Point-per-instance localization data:
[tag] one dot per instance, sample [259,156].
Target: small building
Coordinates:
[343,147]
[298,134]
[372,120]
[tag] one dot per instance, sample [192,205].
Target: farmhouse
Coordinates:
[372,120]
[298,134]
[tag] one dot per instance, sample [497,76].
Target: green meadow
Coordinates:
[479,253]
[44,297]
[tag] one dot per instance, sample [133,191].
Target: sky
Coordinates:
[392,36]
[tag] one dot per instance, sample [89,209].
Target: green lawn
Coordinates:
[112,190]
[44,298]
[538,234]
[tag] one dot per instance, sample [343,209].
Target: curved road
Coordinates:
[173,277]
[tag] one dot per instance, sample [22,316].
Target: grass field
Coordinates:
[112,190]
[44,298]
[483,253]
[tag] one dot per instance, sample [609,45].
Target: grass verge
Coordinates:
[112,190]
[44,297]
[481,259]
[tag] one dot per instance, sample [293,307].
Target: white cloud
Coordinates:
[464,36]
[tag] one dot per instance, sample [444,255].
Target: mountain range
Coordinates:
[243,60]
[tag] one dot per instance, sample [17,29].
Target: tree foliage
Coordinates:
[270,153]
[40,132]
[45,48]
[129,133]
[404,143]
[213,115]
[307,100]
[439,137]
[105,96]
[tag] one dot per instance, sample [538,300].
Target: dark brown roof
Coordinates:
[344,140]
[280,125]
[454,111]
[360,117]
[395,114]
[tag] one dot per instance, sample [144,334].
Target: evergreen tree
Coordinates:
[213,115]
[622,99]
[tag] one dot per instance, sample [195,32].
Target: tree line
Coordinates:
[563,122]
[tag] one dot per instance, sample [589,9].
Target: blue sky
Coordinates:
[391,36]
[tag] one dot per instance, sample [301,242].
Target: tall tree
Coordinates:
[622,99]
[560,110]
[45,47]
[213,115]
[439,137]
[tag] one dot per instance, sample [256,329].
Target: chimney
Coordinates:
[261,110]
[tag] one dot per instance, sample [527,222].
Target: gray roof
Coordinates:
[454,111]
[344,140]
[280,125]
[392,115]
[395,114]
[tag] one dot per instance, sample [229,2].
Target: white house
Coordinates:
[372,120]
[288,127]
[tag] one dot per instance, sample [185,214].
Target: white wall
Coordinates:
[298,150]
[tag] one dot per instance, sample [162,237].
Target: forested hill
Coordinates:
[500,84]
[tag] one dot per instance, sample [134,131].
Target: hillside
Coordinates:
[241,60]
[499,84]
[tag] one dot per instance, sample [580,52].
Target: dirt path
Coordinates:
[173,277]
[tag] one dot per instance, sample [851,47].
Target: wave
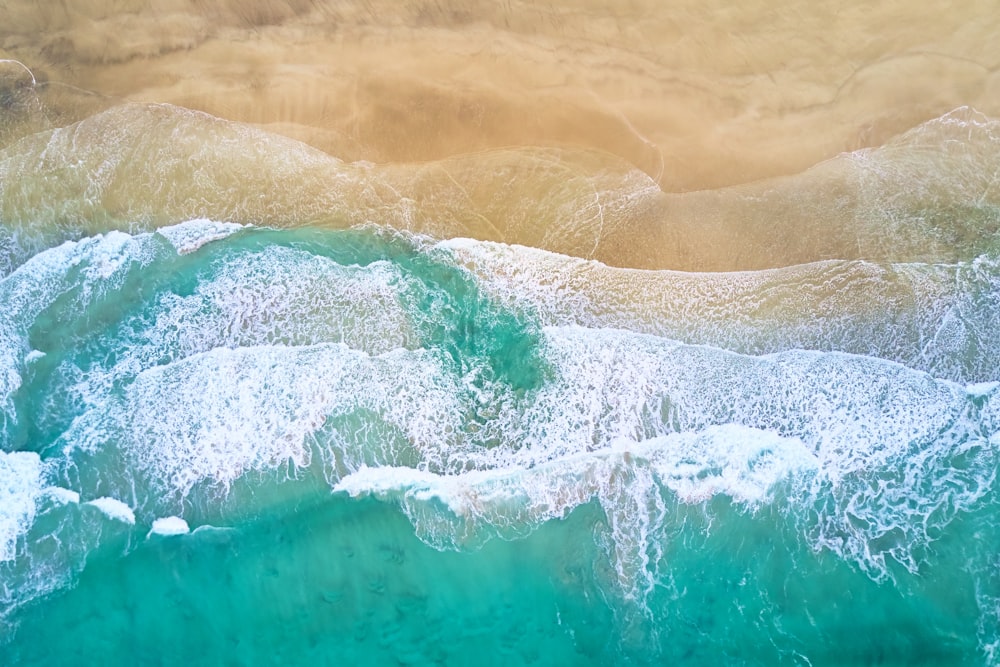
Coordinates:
[322,330]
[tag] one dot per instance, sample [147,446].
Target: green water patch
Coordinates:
[345,582]
[100,322]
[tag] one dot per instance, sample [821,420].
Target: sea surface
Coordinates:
[467,333]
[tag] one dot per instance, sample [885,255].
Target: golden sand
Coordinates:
[697,94]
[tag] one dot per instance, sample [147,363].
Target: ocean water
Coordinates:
[274,394]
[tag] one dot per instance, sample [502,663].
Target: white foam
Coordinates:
[922,315]
[981,389]
[189,236]
[20,484]
[171,525]
[114,509]
[62,496]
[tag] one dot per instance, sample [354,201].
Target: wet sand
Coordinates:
[696,94]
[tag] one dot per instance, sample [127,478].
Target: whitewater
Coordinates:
[273,396]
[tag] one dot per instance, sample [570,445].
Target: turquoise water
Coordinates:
[231,443]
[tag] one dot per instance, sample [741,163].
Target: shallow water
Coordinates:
[456,333]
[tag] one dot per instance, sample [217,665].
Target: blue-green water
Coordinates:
[258,444]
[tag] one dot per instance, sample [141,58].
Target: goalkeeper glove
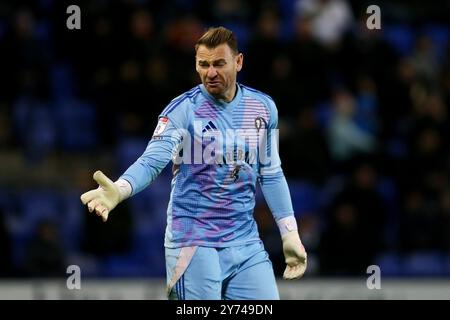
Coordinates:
[107,196]
[293,249]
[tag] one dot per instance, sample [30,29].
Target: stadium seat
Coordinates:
[77,125]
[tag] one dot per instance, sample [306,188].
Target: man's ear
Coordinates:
[239,61]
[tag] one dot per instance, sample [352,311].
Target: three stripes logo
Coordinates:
[209,127]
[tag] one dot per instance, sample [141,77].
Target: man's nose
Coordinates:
[212,72]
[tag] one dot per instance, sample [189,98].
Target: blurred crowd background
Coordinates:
[363,117]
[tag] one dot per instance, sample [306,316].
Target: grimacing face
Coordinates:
[217,68]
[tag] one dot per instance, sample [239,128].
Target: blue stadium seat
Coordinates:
[62,84]
[128,150]
[77,125]
[305,197]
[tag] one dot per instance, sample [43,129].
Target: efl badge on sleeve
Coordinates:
[162,124]
[259,122]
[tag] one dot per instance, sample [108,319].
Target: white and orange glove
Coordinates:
[107,196]
[294,252]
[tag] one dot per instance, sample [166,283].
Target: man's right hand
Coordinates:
[103,199]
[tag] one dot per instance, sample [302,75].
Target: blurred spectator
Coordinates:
[345,138]
[355,228]
[329,19]
[305,152]
[131,57]
[112,238]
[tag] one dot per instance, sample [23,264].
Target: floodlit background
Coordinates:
[364,138]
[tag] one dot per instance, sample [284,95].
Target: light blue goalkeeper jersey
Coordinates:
[219,150]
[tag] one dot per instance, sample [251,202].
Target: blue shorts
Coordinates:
[233,273]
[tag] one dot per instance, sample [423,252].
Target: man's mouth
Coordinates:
[213,83]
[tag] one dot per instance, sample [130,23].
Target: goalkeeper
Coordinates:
[224,134]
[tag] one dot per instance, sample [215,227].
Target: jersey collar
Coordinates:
[222,103]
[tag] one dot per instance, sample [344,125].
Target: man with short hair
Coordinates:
[221,136]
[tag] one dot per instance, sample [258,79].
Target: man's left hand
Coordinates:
[295,256]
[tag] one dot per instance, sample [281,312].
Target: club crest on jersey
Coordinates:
[162,124]
[258,123]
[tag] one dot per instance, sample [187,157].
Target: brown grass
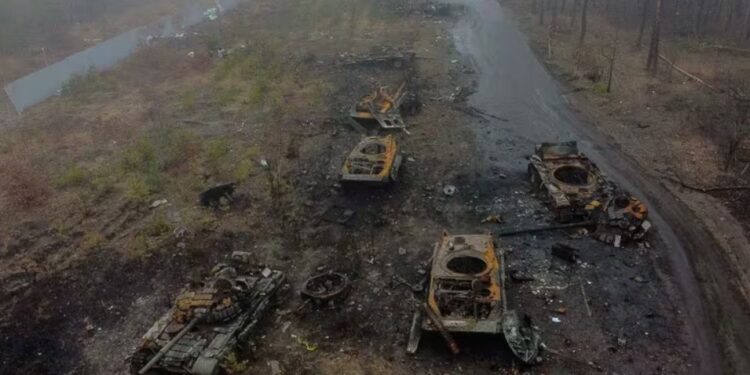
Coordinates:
[23,186]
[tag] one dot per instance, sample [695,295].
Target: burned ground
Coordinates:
[100,260]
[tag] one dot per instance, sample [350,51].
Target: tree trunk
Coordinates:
[574,13]
[542,6]
[584,21]
[612,66]
[699,18]
[644,18]
[652,65]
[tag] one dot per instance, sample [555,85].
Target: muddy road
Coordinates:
[528,106]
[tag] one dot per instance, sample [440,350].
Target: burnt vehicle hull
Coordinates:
[380,109]
[375,161]
[467,295]
[577,191]
[206,323]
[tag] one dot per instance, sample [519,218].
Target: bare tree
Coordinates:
[644,18]
[652,64]
[584,21]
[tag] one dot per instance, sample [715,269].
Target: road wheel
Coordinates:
[535,179]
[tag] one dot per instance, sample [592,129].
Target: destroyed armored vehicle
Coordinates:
[207,322]
[380,108]
[466,294]
[566,178]
[578,191]
[374,161]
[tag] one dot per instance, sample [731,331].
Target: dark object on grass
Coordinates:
[212,197]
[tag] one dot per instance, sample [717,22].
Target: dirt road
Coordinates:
[629,310]
[514,86]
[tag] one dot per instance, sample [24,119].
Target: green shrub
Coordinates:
[93,82]
[72,176]
[157,226]
[137,189]
[217,150]
[91,241]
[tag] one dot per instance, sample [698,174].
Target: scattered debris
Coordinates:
[212,14]
[338,214]
[158,203]
[327,288]
[398,281]
[467,294]
[565,252]
[438,324]
[375,161]
[493,219]
[585,298]
[522,336]
[521,276]
[275,367]
[449,190]
[578,191]
[398,59]
[545,229]
[206,322]
[310,347]
[213,196]
[380,107]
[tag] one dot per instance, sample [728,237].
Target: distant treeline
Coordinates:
[24,23]
[714,19]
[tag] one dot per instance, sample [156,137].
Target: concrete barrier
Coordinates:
[47,82]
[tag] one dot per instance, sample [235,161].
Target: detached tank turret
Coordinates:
[206,322]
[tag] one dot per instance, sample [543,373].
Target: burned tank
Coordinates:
[577,191]
[207,321]
[374,161]
[466,294]
[380,108]
[565,178]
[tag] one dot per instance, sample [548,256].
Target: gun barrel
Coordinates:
[166,348]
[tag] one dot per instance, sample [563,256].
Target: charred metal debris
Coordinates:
[207,321]
[577,191]
[464,290]
[467,294]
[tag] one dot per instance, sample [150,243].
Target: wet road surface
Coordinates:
[513,85]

What you need to do
Up to and including the line with "Target: green lawn", output every line of the records above exactly, starting from the first; output nothing else.

Solution
[tag] one dot per instance, sample [259,156].
Target: small building
Coordinates:
[343,147]
[298,134]
[372,120]
[tag] one dot per instance, sample [192,205].
Target: farmhouse
Coordinates:
[372,120]
[298,134]
[tag] one dot per instance, sample [497,76].
Target: green meadow
Coordinates:
[479,253]
[44,297]
[tag] one dot per instance, sample [133,191].
Target: sky
Coordinates:
[392,36]
[tag] one dot per instance, sample [89,209].
Target: green lawn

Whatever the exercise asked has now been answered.